── Excerpted data

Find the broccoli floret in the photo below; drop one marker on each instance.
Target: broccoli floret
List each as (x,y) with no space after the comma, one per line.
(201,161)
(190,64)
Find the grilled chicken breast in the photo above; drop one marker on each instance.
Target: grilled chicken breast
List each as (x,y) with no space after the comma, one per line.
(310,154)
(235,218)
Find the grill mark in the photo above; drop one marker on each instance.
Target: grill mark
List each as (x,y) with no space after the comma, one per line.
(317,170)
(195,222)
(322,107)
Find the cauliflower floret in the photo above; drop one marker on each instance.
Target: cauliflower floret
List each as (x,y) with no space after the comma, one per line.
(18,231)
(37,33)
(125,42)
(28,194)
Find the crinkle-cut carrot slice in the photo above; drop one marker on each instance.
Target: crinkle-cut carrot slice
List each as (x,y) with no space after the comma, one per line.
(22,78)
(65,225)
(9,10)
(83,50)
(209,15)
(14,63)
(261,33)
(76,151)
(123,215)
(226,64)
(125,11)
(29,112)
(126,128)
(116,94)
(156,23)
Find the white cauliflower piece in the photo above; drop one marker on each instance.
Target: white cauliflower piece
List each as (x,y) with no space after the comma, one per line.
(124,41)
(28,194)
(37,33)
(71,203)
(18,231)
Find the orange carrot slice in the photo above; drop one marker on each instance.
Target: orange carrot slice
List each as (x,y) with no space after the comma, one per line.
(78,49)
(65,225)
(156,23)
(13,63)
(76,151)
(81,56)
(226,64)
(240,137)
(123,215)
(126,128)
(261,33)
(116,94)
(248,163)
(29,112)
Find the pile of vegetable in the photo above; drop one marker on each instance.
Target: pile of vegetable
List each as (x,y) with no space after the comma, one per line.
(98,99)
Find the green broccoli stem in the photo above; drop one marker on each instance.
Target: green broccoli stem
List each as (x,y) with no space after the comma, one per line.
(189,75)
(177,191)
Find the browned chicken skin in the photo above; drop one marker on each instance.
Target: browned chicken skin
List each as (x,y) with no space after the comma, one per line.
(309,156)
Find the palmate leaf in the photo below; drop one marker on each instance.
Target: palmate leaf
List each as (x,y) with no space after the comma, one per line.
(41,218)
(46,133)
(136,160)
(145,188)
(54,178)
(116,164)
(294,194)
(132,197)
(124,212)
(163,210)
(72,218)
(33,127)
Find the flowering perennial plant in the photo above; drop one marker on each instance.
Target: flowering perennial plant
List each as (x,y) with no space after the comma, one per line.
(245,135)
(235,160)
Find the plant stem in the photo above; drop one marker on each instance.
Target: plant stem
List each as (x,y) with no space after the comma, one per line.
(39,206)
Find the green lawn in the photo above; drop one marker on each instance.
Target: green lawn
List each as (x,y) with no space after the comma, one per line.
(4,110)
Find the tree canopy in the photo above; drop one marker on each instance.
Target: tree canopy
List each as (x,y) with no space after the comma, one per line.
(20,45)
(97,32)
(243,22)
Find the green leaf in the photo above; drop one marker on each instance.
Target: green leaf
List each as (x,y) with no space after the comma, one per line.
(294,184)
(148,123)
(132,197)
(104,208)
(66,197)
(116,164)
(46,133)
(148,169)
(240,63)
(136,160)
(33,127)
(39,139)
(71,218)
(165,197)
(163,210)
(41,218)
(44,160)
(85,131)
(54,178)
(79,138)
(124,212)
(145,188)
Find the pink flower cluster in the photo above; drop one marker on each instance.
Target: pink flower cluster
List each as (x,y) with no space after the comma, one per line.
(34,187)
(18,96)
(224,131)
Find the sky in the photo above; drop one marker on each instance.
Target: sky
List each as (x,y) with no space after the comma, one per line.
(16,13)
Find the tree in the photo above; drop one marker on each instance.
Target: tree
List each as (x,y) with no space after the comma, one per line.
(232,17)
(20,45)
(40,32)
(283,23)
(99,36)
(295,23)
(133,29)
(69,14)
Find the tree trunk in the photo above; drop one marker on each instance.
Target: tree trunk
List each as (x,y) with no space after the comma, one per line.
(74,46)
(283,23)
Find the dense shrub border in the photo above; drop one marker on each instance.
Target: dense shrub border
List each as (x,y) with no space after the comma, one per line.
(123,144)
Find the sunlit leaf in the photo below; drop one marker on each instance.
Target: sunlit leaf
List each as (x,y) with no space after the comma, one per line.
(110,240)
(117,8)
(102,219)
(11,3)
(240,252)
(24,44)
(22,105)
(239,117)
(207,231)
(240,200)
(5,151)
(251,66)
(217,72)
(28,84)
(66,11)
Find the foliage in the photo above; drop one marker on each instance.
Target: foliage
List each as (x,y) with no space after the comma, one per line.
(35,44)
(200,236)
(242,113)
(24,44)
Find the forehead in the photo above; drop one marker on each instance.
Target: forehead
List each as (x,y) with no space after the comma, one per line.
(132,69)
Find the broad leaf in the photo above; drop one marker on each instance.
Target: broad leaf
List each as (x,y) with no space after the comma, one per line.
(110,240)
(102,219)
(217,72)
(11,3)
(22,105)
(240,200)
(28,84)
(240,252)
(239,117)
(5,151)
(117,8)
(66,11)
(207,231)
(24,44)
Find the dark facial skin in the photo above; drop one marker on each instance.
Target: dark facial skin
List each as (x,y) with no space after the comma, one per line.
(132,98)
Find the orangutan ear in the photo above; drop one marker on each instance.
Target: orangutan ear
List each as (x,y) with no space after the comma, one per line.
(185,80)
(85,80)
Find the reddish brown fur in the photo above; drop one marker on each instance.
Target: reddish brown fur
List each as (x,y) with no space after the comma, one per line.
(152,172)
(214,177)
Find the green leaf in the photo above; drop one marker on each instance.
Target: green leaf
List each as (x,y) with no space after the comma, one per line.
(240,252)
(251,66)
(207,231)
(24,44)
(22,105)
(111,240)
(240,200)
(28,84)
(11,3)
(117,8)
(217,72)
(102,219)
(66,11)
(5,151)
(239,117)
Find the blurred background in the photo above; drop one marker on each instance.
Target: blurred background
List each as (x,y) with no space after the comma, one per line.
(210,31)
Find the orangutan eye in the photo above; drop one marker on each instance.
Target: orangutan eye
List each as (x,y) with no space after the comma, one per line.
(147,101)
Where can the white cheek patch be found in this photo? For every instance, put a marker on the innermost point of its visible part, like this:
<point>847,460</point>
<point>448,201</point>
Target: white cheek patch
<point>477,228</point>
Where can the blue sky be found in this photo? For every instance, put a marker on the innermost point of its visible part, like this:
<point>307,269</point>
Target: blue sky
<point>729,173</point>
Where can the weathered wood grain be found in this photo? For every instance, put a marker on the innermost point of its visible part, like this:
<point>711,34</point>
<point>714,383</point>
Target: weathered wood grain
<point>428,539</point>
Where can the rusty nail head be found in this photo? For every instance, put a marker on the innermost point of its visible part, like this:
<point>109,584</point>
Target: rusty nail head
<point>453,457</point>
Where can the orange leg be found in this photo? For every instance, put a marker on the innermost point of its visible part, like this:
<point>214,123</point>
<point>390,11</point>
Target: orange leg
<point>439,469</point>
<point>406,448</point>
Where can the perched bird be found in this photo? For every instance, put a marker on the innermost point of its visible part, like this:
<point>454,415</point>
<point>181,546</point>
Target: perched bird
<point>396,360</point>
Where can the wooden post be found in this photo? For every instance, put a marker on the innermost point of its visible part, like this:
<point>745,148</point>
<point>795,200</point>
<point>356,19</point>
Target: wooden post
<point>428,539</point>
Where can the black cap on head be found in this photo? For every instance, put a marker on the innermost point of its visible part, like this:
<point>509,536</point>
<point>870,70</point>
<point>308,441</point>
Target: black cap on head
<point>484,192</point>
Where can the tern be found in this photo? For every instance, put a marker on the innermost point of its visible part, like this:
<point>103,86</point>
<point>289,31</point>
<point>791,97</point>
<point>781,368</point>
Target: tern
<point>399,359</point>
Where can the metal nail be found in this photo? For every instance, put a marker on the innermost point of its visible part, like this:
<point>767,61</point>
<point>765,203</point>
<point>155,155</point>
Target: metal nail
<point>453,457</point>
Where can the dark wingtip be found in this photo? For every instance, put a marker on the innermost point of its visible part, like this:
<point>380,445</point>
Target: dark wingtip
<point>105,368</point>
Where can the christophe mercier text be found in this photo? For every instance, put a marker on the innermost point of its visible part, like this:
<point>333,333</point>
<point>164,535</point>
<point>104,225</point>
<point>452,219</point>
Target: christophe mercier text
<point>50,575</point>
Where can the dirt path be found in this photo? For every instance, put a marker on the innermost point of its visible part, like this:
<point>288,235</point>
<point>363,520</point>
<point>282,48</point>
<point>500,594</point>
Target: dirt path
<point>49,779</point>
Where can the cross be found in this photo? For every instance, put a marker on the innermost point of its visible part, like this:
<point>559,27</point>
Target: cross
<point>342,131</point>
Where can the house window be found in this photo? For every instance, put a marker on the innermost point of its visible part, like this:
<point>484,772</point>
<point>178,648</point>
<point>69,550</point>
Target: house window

────

Rescale the material from the line with "Find the broad" to the line with "<point>477,228</point>", both included, by reproducing every line, requests too, with each answer coordinate multiplied by 2.5 and rounded to a whole number, halves rounding up. Numbers in the requests and in their format samples stay unchanged.

Find the broad leaf in the photo above; drop one marker on each instance.
Target: broad leaf
List each as (x,y) with no space after the comma, one per line.
(275,600)
(255,548)
(543,180)
(28,8)
(55,263)
(600,500)
(70,210)
(600,630)
(598,293)
(13,378)
(293,20)
(165,28)
(518,578)
(60,110)
Find the dark facial skin in the photo above; drop one marker on each instance.
Target: dark facial skin
List each as (x,y) with no space after the comma, one per line.
(330,245)
Find the orangutan ear in the photo above; drop one marker on each instance.
Target: orangutan ear
List each as (x,y) with no space after the comma, one per line.
(463,200)
(213,200)
Find the reddish brown fur in the photo above; drop one marker on each instance.
Target: reddish brown fur
List each as (x,y) with no space after the comma, one per line.
(380,430)
(535,443)
Find the green leaf in the photo above; drop one marker on each instance.
Target: green leaf
List each as (x,y) with no space after the comma, one per line.
(600,630)
(628,165)
(518,578)
(60,110)
(55,263)
(278,600)
(600,500)
(70,210)
(28,8)
(293,20)
(543,180)
(255,548)
(165,28)
(13,378)
(598,293)
Find the blurred background in the photo above; drop one marker on each instance.
Target: blurred background
List each as (x,y) with no space after the comma, one per line.
(525,78)
Find the orangutan eye in the photo above; drop one marker on each instance.
Target: orangutan eye
List each as (x,y) with no space after the comma, one per line.
(368,253)
Where can the white cheek patch be found in this photo? For every instance, put a marker on the innermost point of its visible part, like this:
<point>847,460</point>
<point>448,201</point>
Target: white cheek patch
<point>1193,570</point>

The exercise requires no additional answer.